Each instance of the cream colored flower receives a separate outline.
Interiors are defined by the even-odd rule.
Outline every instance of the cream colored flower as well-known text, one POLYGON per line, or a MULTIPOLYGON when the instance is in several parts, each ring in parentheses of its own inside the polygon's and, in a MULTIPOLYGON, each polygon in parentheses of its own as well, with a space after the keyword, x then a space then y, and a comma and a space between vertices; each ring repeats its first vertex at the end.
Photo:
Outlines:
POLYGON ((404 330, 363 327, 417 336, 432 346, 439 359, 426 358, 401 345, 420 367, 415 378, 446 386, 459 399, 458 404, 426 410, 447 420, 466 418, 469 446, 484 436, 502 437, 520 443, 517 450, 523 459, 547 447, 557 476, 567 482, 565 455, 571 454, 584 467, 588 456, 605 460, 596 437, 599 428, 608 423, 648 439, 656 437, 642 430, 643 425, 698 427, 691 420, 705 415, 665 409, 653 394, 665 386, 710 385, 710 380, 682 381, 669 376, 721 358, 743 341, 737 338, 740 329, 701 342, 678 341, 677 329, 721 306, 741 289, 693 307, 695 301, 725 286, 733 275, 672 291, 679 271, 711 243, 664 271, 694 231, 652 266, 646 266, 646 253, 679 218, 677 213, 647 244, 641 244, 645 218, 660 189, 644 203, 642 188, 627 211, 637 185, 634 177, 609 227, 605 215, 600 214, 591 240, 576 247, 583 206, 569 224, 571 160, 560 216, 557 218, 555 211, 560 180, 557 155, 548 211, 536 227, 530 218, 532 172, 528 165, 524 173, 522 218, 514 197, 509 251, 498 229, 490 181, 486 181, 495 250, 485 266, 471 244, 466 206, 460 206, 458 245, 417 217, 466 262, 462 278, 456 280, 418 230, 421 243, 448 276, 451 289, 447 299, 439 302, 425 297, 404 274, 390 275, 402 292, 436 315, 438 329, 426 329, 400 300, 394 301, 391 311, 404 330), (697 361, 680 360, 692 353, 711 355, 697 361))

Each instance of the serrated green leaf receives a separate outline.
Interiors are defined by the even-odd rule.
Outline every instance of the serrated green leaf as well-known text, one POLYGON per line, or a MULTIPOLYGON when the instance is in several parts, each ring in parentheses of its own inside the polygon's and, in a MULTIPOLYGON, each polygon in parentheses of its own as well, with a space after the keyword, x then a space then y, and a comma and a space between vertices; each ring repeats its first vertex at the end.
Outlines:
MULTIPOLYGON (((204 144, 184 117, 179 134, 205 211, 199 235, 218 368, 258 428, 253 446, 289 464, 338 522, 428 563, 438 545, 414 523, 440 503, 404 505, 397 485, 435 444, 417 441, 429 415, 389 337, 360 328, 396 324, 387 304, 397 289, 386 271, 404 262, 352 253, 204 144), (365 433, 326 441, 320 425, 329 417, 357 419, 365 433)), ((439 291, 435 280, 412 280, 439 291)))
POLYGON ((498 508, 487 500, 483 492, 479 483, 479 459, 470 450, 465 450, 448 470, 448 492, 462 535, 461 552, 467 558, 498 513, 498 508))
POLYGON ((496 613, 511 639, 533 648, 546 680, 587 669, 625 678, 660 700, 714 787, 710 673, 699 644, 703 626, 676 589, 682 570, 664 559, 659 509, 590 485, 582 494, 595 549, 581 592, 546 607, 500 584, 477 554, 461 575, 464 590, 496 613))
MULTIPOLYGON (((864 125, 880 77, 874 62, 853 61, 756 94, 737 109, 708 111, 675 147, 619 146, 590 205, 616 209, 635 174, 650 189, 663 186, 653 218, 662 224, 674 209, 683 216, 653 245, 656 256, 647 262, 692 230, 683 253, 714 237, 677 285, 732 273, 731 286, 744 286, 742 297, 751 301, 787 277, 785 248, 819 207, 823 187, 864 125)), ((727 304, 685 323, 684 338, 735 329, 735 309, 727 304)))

========================================================================

Exercise objective:
Reply with one number, the count of lines in the entries that hold the string "separate".

Exercise solution:
2